══ Page excerpt ══

The new Tier 5 lockdown will see the closure of everything accept essential shops along with schools which were de to go back this week.
The Prime Minister did provide some hope following his announcement that by the middle of February everyone over the age of 70 should have received a vaccine pointing out that it will be a few weeks after that they will be protected. This arguably suggests that by the end of February with the most vulnerable vaccinated we could see the country start to open up once more.
Following Sterling’s jump between Christmas and New Year after positive news from the Brexit deal, yesterday saw the pound give up most of those gains. This happened throughout the day yesterday as rumours of a national lockdown were creeping in. Nicola Sturgeon once again pipped the PM confirming Scotland would have a national lockdown in the afternoon which meant everyone knew what Mr Johnson was going to share the same fateful news by the evening.
This morning, sterling did start the day slightly higher than yesterdays lows, however following some good financial data through December with growth in GDP, the next 8 weeks will now doubt reverse that trend as the country shuts down. The key area to look out for will be Bank of England Governor Andrew Bailey, as there previously was discussions surrounding negative interest rates. Whilst this is likely to be a short-lived lockdown any further hints towards that could see the pound put under pressure.
China and the EU look likely to agree a trade deal in the coming weeks following seven years of negotiations which will see the Chinese invest heavily across Europe, whilst allowing European companies to operate more freely in China. This has been one of Angela Merkels key projects with the EU and she is hoping to have it in place before she steps down as Chancellor. She has however come under accusations of pushing the project through with some smaller states accusing the German leader of forcing the deal and not considering all the ramifications especially with the US. Smaller states are concerned that following the UK leaving the EU the French and German leaders will now be able to exert more control as the two main powerhouses.

═══
══ Dataset ══

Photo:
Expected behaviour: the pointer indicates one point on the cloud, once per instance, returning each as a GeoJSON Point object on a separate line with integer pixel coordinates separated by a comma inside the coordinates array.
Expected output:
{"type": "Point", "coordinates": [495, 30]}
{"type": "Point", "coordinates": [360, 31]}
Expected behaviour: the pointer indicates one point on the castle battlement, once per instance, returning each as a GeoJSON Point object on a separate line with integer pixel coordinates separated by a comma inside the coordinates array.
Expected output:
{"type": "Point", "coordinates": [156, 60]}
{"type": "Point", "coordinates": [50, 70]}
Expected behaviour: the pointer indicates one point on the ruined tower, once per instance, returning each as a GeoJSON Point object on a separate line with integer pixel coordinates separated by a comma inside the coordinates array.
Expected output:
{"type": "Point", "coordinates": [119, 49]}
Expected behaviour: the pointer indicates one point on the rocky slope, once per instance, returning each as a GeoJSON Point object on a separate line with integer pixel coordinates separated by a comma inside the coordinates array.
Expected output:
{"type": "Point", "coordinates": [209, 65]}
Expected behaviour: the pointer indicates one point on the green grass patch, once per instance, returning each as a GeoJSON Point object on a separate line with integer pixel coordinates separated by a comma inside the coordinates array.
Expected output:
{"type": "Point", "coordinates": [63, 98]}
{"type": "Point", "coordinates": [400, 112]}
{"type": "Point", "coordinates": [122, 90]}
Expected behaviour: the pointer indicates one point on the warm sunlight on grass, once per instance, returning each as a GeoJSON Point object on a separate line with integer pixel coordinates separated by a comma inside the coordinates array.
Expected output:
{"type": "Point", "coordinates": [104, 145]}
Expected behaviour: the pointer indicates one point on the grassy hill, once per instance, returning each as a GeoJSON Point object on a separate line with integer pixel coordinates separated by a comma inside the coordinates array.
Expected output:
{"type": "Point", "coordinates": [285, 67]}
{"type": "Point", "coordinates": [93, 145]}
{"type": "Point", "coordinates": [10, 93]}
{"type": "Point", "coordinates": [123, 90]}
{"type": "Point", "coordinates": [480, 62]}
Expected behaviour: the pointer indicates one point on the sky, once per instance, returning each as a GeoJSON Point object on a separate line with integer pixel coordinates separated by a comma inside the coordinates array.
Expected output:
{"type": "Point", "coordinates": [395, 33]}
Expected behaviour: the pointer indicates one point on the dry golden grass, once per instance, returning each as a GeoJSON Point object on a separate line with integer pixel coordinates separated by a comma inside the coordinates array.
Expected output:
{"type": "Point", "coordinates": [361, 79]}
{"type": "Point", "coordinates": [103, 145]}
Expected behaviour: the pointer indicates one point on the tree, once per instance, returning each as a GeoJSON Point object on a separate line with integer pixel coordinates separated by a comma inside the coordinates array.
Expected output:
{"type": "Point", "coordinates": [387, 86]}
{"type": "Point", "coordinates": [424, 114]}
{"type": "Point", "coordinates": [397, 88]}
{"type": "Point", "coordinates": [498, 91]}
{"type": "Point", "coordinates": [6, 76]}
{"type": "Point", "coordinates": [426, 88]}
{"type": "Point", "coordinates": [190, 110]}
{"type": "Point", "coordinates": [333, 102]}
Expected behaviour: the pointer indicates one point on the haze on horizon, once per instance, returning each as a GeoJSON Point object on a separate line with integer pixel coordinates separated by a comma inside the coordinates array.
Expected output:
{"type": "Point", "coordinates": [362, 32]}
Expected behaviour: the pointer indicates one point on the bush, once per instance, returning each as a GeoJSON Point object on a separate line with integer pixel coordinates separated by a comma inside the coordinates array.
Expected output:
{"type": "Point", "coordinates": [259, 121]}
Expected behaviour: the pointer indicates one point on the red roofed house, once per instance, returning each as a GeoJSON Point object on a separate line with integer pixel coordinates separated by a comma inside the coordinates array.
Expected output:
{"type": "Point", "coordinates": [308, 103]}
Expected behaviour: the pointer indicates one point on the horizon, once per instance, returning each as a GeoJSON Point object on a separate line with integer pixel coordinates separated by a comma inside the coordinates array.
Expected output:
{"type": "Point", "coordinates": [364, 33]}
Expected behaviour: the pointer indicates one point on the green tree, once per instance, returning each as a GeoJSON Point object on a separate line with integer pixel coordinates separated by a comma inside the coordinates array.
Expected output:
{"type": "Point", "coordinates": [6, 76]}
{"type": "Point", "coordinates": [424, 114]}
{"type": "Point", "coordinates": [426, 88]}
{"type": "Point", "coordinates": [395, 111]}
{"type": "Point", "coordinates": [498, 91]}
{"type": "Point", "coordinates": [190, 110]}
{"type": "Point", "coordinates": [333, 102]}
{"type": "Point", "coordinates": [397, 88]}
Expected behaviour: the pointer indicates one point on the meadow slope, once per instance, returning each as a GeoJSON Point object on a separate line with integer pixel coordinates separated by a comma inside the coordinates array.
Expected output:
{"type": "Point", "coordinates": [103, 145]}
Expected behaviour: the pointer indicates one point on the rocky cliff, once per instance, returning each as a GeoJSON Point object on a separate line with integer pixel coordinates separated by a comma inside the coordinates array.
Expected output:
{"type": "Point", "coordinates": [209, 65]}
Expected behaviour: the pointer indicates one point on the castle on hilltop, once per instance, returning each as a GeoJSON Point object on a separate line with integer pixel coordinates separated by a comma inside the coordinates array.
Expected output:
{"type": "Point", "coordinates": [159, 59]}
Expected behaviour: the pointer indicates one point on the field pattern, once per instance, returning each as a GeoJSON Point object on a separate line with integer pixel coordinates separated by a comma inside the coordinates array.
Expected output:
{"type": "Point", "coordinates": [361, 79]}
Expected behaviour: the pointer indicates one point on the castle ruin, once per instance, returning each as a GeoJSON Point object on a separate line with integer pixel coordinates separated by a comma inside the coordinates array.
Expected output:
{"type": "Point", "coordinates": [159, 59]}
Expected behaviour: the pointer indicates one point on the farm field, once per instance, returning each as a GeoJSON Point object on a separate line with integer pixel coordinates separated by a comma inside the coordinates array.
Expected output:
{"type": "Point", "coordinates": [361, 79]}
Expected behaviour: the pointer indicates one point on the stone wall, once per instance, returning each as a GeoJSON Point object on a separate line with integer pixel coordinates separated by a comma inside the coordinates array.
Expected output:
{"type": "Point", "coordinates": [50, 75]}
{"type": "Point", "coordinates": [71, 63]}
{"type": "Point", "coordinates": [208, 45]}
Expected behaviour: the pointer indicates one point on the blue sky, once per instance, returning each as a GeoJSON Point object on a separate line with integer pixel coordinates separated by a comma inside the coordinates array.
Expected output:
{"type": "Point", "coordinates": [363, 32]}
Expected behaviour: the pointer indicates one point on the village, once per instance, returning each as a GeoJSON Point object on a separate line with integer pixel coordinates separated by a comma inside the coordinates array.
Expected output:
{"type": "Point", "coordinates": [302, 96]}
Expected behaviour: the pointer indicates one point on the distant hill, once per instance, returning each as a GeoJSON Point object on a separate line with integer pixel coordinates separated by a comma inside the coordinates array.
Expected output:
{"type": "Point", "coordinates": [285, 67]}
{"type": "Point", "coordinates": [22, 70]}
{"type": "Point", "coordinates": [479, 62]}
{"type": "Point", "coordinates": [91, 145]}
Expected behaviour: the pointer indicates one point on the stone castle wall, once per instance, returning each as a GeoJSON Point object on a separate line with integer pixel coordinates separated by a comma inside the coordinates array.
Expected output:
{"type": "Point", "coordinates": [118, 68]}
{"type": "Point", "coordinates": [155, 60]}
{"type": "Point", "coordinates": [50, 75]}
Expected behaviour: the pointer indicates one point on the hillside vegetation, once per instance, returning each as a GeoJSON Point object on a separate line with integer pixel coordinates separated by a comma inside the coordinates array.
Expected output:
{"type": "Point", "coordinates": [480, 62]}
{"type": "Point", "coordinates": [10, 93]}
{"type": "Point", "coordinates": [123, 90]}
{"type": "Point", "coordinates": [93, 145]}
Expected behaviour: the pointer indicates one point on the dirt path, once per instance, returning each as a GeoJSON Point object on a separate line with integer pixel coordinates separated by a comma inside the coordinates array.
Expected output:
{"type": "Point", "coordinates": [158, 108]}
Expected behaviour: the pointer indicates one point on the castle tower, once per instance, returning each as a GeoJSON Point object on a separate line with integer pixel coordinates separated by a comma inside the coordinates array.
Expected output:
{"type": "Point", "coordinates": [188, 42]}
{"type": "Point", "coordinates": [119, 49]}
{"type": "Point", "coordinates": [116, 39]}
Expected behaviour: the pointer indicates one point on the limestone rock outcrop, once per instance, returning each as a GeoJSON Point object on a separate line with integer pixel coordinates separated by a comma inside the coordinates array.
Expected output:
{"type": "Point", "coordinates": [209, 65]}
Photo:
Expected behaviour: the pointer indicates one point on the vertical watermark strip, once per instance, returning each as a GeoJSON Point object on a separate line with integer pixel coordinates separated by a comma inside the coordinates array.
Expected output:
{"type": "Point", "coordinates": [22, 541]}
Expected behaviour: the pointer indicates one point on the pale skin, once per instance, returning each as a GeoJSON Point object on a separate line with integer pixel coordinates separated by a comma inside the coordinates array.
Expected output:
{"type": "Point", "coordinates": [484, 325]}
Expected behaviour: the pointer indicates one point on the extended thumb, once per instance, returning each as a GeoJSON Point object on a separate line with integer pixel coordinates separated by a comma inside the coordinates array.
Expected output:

═══

## Explore the material
A) Answer these questions from the commentary on the lockdown and sterling.
(i) By when should everyone over the age of 70 have received a vaccine?
(ii) Who confirmed that Scotland would have a national lockdown?
(iii) How many years of negotiations came before the expected trade deal between China and the EU?
B) Write the next part of the commentary on the lockdown and sterling, picking up after its last sentence.

## Results
A)
(i) By the middle of February.
(ii) Nicola Sturgeon.
(iii) Seven years.

B)
Across Europe much like the UK there is also an increase in lockdowns with the German government pushing the current lockdown to the end of the month, France introducing curfews at the start of this week and it was much the same for Italy who have moved their ski season opening to the 18th January at the earliest.
For Germany this year there is a significant political calendar with Federal and State elections, Angela Merkel has already removed herself from the race so Germany will have a new Chancellor for the first time since 2005. There has been a surge of right wing politics in Germany especially in Bavaria where Markus Soder has become a popular character. Soder if he manages to gather momentum could well start to cause uncertainty for the euro as he is not as European focused as Merkel. He previously called for Greece following the bailout to leave the Eurozone, he will be one to watch moving forwards.
Donald Trump in his final days could have finally done his best to manage to find himself in a court room post presidency. Over a recorded telephone line the US President is heard saying to a Georgia Election Official “I just want to find 11,780 votes”. Trump who has been a keen accuser of voter fraud has now found himself in hot water for appearing to encourage an official to make sure the outcome falls in the outgoing Presidents favour. Even if he were to win Georgia it would not make any difference to the proceedings with Congress set to formally approve the election result tomorrow and the tradition of the inauguration set to take place on the 20th January.
Several Republicans have come out against Trump in the past few weeks, however all 10 of the living former US Defence Secretaries have formed a group and suggests Trump should not involve the military in voting disputes, which to many would be unthinkable. The President only has 15 days before his twitter account is deleted so if there was to be any major attempt from Trump to stop proceedings the next two weeks are his now or never moment.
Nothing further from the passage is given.